TAREA A: Cuenta cuántas filas del material que aparece más abajo contienen la cadena "runner", distinguiendo entre mayúsculas y minúsculas. Indica solo el número.

▬▬▬

Ascensión. Sinfonía.

Esta entrada del abecedario filosófico es preceptivo leerla con un fondo musical preciso: el de la Sinfonía Alpina de Richard Strauss.

Ascensión. Amiel

El 20 de julio de 1870 Henri-Frédéric Amiel se encuentra en Bellaspe, en la frontera ítalo-suiza. El panorama alpino es de una grandiosa majestad. «Es la sinfonía de las montañas, una cantata de los Alpes al sol», escribe en su Diario íntimo. Y se rinde incondicionalmente a la alegría de la inmensidad: «Anegado de sensaciones. He mirado, sentido, soñado y pensado».

El 22, en la cima del Sparrenheorn, anota: «Isis levanta la punta de su velo, y el vértigo de la contemplación hiere como un rayo que vislumbra un gran misterio.»

El paisaje, ciertamente, es un estado del alma

Ascensión. Schopenhauer

El 3 de mayo de 1804, Arthur Schopenhauer da comienzo a un viaje en el transcurso del cual ascenderá al Chapeau, al Pilatus y al Schneekoppe y descubrirá la agreste alegría de la intemperie.

▬▬▬

TAREA B:
Responde a estas preguntas sobre el texto propuesto:
(i) ¿Con qué obra musical de fondo debe leerse esta entrada?
(ii) ¿Dónde se encuentra Amiel el 20 de julio de 1870?
(iii) ¿En qué fecha comienza Schopenhauer su viaje?

▬▬▬

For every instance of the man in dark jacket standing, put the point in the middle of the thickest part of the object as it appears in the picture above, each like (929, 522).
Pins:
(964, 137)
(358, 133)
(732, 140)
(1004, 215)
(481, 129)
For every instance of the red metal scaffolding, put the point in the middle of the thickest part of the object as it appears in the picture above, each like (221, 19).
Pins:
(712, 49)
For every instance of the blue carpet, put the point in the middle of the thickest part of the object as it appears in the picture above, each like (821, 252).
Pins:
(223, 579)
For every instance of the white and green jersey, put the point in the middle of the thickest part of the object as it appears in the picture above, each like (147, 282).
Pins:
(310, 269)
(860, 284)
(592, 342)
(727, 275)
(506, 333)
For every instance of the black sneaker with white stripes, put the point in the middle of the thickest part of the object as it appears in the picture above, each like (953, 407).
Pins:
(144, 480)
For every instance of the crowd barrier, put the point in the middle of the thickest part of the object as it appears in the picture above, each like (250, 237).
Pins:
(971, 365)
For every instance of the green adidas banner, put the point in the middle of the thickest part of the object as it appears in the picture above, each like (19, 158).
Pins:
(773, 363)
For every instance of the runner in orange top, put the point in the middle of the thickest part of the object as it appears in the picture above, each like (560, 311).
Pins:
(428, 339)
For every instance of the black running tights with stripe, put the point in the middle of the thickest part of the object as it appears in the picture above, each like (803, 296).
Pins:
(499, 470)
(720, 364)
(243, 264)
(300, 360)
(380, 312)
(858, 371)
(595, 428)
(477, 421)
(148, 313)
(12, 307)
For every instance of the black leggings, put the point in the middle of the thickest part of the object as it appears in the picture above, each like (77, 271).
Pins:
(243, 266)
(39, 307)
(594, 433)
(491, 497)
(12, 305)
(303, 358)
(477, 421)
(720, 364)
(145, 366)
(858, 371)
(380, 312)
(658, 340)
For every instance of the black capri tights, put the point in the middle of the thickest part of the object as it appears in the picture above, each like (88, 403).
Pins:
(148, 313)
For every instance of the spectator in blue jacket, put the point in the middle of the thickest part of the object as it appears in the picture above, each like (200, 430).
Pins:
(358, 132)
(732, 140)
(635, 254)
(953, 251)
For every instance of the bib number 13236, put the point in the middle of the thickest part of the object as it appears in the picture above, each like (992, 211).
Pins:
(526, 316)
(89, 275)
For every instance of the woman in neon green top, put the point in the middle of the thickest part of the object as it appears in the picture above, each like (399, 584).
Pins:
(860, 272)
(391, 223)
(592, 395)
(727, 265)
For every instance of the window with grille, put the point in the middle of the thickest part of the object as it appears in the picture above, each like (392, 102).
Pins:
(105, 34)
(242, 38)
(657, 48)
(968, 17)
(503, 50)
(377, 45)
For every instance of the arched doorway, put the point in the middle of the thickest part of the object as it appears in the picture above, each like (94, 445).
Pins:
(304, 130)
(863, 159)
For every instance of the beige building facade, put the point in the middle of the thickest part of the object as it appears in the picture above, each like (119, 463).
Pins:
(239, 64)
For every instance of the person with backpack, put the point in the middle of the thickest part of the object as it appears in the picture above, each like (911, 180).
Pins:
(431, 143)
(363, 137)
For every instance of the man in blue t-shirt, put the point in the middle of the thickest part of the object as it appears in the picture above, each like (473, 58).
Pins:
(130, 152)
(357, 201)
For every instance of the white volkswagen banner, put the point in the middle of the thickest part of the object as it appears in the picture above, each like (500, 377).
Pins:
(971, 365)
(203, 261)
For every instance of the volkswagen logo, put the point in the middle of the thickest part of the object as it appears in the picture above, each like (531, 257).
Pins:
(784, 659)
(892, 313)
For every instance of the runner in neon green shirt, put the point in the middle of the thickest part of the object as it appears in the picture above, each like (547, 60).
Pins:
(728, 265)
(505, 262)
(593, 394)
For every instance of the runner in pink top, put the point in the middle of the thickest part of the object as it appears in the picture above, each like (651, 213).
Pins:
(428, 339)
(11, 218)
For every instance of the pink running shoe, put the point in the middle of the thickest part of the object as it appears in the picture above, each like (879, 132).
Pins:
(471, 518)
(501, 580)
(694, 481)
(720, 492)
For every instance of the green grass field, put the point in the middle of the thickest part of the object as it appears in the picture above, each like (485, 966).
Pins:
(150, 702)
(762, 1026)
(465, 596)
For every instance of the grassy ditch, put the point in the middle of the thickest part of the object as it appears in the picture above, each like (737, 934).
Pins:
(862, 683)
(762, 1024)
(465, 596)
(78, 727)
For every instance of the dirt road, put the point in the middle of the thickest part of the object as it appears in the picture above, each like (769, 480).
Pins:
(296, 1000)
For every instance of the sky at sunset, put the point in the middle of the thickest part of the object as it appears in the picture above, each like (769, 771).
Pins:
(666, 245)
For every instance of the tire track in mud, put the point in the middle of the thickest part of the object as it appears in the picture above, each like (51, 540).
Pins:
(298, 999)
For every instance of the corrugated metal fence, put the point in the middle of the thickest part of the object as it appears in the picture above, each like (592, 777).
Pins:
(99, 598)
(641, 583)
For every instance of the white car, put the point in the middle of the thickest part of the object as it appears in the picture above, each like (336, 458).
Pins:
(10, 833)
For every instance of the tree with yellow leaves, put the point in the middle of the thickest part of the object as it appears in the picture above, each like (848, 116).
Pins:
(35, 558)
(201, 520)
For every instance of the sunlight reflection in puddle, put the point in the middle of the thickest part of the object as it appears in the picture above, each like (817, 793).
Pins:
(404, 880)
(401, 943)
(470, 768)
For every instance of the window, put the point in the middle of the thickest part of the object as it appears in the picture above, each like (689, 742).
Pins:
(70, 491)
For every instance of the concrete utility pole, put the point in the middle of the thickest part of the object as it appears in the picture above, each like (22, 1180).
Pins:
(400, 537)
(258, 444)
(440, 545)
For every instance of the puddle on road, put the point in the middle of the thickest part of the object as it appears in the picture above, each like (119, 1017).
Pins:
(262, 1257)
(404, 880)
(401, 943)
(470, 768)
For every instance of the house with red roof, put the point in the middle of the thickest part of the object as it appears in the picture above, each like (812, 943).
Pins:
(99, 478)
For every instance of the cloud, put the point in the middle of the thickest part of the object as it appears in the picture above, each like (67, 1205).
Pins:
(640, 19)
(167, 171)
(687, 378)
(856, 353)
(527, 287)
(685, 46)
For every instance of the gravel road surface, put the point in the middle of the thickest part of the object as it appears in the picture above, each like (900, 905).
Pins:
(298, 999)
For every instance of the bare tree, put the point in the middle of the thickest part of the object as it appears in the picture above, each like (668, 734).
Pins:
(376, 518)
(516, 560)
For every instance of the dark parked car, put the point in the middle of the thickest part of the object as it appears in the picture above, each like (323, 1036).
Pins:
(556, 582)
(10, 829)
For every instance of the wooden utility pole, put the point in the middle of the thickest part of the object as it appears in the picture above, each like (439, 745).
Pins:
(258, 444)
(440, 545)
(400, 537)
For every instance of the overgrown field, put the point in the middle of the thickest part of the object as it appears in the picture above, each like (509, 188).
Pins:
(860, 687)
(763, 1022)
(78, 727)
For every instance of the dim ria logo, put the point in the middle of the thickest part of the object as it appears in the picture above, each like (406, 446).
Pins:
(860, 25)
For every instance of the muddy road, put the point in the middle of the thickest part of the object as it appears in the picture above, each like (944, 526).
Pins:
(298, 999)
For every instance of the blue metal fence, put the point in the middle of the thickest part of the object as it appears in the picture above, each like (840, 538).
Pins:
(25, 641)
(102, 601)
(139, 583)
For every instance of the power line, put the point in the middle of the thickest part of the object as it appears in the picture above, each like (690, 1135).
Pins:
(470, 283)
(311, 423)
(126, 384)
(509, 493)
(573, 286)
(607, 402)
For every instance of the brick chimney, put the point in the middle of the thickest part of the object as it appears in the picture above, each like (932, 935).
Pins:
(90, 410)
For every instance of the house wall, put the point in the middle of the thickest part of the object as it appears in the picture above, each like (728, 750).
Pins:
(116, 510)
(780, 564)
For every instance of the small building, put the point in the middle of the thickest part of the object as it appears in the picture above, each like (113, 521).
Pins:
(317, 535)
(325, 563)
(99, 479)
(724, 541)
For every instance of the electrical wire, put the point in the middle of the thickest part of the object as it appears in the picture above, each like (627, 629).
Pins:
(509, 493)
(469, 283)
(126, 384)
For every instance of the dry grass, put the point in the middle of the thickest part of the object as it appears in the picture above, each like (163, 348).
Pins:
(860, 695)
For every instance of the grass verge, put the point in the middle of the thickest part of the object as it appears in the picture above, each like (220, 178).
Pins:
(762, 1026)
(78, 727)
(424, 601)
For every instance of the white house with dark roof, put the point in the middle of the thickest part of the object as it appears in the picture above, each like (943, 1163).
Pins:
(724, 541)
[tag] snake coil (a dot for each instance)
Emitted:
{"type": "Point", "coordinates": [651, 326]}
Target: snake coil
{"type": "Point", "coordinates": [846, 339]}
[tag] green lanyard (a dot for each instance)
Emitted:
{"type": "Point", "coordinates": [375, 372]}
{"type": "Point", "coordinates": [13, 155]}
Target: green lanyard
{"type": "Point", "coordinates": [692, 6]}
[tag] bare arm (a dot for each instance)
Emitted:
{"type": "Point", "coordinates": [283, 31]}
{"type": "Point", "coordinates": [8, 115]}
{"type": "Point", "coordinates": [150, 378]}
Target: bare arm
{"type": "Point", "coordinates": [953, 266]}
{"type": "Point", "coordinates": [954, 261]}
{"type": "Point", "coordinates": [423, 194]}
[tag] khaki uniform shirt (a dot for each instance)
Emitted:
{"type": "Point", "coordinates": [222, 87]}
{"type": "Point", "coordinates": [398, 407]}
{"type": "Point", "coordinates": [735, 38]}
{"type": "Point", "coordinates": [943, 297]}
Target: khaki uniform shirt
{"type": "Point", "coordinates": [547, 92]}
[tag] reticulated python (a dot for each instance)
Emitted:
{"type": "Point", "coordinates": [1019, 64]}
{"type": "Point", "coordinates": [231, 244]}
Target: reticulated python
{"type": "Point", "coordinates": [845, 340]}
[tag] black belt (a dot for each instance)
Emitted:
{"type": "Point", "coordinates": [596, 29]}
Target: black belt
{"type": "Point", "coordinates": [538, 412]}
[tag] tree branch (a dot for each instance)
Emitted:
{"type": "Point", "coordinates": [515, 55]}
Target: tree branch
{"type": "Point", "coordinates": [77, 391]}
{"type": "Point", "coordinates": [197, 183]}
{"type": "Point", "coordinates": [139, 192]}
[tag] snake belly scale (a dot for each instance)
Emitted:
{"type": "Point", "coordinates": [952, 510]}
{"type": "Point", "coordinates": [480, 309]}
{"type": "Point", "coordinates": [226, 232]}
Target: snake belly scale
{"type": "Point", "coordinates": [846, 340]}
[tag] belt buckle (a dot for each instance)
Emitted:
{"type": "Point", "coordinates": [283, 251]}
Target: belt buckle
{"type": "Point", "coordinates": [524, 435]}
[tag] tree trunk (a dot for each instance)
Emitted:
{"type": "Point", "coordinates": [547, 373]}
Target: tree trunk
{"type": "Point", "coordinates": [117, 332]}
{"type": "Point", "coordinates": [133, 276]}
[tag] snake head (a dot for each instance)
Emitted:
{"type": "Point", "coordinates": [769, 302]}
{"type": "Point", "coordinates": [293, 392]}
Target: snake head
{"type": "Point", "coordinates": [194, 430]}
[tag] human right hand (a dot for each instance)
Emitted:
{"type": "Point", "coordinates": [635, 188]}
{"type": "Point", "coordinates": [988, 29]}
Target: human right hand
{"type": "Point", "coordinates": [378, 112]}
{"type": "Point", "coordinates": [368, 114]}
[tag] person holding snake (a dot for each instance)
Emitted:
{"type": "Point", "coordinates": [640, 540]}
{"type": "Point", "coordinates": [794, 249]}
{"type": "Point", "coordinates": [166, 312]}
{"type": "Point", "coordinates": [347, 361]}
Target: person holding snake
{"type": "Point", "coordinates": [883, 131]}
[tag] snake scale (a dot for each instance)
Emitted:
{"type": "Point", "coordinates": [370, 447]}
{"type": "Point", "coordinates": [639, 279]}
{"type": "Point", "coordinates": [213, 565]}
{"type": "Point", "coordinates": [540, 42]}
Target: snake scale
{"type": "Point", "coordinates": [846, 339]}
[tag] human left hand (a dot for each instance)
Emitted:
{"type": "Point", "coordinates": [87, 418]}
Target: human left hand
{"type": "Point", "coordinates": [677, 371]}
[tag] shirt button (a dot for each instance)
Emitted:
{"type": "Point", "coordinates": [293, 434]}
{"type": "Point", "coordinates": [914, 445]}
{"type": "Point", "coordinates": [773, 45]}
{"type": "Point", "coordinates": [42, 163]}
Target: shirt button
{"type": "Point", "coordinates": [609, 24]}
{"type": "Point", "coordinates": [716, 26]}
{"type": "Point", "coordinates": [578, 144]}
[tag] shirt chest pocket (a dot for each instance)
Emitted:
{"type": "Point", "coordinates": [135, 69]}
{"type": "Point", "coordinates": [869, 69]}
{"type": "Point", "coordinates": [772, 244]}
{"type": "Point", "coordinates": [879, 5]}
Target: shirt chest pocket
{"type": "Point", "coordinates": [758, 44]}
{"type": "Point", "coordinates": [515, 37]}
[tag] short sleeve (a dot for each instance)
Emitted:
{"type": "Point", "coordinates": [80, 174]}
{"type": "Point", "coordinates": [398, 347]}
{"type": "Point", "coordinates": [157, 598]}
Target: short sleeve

▬▬▬

RESPUESTA A: 3

RESPUESTA B:
(i) Con la Sinfonía Alpina de Richard Strauss.
(ii) En Bellaspe, en la frontera ítalo-suiza.
(iii) El 3 de mayo de 1804.